Эрскин Колдуэлл однажды приехал в Париж, его обступили журналисты, стали, как водится, штурмовать вопросами. Был и такой: «Чем вы сейчас заняты, мистер Колдуэлл?» Он ответил: «Жить, по-моему, вполне достаточное занятие для человека». Так просто и мудро мог сказать человек, мозги которого не подверглись агитпроповской обработке. А то пришлось бы ответить иначе: «Я занят очень постыдным делом: просто живу. Тогда как жить это выполнять предначертания партии и целиком посвятить себя служению общественным интересам». Под общественными интересами, как известно, всегда имелись в виду интересы кремлевской клики.
Не смею лукавить: я прожил очень счастливую жизнь.
До последнего своего дыхания рядом со мной была мама — человек мудрый, благородный и чистый, беспримерная труженица, на счету которой сотни спасенных судеб. Откликаясь на ее смерть, известный литератор и правозащитник А.Ю. Айхенвальд, которому мама помогала, когда он вместе с женой подвергся гонениям, написал мне, что редко встречал столь отзывчивого, деятельного, открытого, столь доброжелательного и честного человека.
Сохранились заключения о ее характере двух самых крупных советских графологов двадцатых-тридцатых годов — Зуева-Инсарова и Кожебаткина. Графология тогда входила в моду, и мама решила через посредство психологов-почерковедов увидеть себя их глазами. Заключения сделаны независимо друг от друга и с известным интервалом во времени. Они настолько совпадают и настолько точны, что я исключаю в них элемент случайности: с тех пор, как я их прочел, ни малейшего скепсиса по отношению к профессиональной графологии принять не могу.
Зуев-Инсаров написал об «авторе» почерка: «Умозаключения наделены здравым смыслом. Доказательно отстаивает свои мнения. <…> Природная доброта, но не выносит неблагодарности в людях. Устойчивость в убеждениях. Прямота в выражении симпатий. Не терпит лицемерия и манерничанья».

• **ЦЕЛЬ 1**
Определите, соответствуют ли тексту утверждения (а), (б) и (в): (а) в Париже Колдуэлл ответил журналистам, что жить — вполне достаточное занятие для человека; (б) два графолога составили свои заключения совместно и одновременно; (в) по мнению Зуева-Инсарова, автор почерка не терпит лицемерия. На каждое дайте ответ «да» или «нет» и подтвердите его точной цитатой из текста.

• **ПРЕДСТАВЛЕННЫЕ ДАННЫЕ**
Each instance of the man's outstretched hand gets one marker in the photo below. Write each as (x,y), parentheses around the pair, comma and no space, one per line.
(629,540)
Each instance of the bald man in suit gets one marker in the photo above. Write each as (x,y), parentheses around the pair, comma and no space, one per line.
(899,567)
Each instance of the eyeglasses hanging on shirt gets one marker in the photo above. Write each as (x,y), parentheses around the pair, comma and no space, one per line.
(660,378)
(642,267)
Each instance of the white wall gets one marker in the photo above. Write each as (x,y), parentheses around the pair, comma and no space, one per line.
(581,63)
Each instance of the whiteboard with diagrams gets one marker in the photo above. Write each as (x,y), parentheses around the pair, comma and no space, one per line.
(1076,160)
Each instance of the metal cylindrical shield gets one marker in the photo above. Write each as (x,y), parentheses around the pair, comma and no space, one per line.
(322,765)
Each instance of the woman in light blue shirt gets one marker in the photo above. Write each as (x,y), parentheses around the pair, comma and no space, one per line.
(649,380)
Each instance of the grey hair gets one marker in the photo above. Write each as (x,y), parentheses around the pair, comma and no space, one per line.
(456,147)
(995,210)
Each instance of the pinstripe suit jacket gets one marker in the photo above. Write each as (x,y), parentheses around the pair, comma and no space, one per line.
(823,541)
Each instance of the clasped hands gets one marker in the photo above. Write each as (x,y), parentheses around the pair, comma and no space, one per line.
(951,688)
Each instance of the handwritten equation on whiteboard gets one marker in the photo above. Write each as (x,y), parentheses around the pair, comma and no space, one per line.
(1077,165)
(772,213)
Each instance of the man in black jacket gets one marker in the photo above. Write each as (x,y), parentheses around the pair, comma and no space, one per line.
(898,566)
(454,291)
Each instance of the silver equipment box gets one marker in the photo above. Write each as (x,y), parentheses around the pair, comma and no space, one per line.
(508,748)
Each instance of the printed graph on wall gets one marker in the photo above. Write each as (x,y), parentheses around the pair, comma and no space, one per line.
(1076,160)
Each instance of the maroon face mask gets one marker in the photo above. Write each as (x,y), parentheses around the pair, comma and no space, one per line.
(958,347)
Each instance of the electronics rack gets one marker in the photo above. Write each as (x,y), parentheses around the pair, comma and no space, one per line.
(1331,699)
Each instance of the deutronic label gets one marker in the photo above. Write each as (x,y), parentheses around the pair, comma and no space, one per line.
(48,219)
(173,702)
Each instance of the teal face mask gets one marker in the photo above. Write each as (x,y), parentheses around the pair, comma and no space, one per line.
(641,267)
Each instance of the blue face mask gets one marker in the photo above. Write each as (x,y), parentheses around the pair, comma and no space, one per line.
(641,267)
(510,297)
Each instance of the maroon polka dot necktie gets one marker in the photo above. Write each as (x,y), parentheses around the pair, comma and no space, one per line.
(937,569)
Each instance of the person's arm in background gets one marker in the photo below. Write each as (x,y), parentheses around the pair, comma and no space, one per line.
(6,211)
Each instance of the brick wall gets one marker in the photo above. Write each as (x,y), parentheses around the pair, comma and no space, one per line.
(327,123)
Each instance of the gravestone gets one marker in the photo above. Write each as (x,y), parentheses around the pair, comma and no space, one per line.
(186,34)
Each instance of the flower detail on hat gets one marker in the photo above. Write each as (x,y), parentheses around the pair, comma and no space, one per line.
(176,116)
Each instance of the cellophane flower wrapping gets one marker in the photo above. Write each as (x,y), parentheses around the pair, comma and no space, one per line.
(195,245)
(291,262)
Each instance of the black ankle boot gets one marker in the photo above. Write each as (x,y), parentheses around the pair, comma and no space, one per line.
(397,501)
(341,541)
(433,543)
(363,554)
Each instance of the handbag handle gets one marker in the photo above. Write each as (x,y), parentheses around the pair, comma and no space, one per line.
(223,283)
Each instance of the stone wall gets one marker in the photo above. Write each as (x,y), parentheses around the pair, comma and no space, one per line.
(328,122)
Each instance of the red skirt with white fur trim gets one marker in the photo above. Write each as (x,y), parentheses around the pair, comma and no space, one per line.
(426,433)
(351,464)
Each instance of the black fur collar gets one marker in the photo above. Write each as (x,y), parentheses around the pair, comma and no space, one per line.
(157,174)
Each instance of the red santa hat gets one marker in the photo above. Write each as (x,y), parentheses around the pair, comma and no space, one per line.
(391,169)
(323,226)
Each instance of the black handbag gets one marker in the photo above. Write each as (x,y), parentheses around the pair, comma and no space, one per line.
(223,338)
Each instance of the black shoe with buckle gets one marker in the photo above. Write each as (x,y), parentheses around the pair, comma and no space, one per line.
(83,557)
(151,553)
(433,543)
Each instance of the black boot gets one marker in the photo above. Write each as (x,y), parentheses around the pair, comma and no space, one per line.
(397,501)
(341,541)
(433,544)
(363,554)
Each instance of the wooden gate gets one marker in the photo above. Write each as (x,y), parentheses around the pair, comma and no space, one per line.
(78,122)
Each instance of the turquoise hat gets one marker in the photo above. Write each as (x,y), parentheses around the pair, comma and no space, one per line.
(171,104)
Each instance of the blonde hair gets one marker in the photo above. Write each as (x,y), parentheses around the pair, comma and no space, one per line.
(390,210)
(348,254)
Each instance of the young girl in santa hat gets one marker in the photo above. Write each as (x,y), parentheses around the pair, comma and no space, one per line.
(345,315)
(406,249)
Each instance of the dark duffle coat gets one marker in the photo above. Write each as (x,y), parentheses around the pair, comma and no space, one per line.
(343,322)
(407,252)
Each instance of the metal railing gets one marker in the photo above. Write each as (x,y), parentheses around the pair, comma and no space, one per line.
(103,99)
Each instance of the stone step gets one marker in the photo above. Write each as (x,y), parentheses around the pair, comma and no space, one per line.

• **ЦЕЛЬ 2**
Выберите из листинга все строки со словом «hair». Регистр букв учитывается.

• **ПОЛНЫЙ ОТВЕТ 1**
(а) Да: «Жить, по-моему, вполне достаточное занятие для человека».
(б) Нет: «Заключения сделаны независимо друг от друга и с известным интервалом во времени».
(в) Да: «Не терпит лицемерия и манерничанья».

• **ПОЛНЫЙ ОТВЕТ 2**
Each instance of the grey hair gets one marker in the photo above. Write each as (x,y), parentheses around the pair, comma and no space, one per line.
Each instance of the blonde hair gets one marker in the photo above. Write each as (x,y), parentheses around the pair, comma and no space, one per line.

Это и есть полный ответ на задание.